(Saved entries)
══════════════════════════════

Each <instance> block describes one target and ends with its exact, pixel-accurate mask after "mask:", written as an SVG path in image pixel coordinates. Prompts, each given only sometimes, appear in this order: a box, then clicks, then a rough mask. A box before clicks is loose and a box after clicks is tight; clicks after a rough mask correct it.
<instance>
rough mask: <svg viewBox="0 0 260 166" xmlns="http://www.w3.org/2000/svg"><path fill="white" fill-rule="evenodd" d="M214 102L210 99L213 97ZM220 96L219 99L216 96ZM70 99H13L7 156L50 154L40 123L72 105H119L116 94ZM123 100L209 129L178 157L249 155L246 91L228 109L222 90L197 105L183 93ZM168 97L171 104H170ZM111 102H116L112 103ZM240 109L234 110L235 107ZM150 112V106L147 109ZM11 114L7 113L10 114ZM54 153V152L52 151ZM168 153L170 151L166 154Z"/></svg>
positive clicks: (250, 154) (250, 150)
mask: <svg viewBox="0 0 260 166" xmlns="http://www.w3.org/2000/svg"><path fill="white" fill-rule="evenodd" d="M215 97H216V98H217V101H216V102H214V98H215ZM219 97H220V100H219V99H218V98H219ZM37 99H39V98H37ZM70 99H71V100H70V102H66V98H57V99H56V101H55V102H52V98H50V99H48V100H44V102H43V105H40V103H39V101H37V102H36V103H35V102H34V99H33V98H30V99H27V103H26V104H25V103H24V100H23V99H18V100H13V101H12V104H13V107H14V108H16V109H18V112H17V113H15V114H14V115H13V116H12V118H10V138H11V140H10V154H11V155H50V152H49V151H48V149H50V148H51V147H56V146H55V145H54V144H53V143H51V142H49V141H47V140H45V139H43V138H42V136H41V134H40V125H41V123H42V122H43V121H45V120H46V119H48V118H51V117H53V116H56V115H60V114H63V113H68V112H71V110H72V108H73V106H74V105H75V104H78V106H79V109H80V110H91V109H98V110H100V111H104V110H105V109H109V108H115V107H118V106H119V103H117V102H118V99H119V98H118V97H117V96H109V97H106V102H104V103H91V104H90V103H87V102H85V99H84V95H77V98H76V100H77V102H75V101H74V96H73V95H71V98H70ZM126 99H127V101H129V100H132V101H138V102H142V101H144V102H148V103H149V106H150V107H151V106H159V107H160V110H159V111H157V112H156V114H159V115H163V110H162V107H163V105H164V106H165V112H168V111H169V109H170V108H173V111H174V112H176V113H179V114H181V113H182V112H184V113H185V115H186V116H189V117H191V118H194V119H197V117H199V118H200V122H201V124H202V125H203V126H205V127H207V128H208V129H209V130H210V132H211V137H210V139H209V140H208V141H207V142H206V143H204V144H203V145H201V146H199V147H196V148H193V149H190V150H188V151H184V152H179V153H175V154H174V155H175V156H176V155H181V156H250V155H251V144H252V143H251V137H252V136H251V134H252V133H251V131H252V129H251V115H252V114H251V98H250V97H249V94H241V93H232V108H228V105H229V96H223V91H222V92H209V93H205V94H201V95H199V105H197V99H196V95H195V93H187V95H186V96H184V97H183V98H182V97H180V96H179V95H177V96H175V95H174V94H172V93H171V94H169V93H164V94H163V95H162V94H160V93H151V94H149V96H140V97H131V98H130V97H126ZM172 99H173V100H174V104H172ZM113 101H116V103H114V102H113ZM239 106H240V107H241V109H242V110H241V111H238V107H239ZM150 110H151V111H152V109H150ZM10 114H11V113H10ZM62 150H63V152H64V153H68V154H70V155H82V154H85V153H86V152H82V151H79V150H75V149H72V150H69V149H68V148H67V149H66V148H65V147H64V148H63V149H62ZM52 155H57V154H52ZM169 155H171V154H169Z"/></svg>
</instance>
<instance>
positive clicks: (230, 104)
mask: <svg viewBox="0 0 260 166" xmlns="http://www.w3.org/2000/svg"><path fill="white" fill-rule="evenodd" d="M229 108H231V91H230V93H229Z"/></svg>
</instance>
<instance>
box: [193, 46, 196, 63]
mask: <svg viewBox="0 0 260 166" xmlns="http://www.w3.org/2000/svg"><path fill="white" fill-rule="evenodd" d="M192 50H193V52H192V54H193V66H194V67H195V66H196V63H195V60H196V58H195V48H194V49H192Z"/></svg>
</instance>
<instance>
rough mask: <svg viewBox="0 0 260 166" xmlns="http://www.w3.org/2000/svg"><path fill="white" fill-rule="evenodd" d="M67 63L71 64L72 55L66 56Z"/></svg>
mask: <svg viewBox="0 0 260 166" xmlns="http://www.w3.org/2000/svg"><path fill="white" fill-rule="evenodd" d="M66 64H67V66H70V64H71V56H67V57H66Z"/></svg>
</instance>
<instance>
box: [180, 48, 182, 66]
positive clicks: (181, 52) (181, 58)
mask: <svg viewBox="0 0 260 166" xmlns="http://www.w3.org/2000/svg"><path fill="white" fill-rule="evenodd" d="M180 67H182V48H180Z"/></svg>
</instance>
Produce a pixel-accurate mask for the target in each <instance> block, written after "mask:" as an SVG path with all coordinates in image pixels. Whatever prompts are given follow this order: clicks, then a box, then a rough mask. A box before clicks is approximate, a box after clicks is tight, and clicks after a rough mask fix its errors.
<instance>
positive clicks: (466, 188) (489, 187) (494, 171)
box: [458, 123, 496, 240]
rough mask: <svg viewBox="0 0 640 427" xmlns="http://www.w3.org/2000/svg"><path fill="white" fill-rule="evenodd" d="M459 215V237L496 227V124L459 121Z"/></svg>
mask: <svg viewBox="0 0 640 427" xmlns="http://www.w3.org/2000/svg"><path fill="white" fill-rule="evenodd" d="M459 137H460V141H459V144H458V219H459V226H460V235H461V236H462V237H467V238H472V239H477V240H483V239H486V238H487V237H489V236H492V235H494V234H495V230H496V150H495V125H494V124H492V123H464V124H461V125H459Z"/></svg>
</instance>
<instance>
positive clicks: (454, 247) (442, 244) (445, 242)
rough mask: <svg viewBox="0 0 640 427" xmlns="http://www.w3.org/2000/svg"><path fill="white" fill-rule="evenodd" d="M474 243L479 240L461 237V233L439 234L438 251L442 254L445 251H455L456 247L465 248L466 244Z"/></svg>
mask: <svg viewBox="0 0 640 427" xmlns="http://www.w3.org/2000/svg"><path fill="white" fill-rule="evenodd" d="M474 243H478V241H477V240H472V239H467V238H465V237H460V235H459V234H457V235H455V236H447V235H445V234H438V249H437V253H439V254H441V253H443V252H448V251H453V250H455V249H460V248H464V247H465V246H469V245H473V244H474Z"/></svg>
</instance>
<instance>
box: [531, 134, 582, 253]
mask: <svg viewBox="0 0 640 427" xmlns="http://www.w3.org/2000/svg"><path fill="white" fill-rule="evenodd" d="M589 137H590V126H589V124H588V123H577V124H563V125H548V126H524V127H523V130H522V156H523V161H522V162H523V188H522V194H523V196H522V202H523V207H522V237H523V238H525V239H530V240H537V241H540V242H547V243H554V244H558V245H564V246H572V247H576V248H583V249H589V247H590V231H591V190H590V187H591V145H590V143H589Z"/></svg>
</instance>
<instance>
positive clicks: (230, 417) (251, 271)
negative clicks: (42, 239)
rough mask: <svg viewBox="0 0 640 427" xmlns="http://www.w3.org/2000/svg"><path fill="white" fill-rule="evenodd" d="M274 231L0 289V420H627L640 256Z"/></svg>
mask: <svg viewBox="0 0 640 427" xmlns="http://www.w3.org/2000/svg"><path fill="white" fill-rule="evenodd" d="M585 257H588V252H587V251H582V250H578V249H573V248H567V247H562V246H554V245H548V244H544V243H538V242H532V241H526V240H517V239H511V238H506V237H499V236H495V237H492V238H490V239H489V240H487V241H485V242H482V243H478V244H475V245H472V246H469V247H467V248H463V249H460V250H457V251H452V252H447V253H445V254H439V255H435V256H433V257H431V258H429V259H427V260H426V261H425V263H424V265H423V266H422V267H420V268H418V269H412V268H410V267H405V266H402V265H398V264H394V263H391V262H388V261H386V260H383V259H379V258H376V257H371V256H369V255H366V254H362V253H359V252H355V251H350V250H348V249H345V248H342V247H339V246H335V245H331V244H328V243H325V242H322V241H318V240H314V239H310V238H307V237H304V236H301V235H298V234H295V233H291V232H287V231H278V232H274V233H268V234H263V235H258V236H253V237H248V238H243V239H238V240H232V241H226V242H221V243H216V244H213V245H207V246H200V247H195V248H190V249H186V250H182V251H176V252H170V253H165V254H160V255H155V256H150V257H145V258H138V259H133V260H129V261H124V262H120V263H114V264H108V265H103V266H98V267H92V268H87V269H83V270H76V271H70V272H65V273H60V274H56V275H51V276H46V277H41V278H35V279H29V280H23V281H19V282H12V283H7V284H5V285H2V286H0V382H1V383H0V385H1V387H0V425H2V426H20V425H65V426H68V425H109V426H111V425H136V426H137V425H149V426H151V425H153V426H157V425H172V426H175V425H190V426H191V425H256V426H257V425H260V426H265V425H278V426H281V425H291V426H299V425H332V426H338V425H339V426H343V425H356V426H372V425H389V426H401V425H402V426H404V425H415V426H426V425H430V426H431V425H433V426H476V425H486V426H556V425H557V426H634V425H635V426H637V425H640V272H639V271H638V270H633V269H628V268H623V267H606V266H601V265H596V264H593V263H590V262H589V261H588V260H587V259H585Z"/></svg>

══════════════════════════════

PROMPT » How many lines in the records above contain the word "this"? Reply with the number and nothing more.

REPLY » 2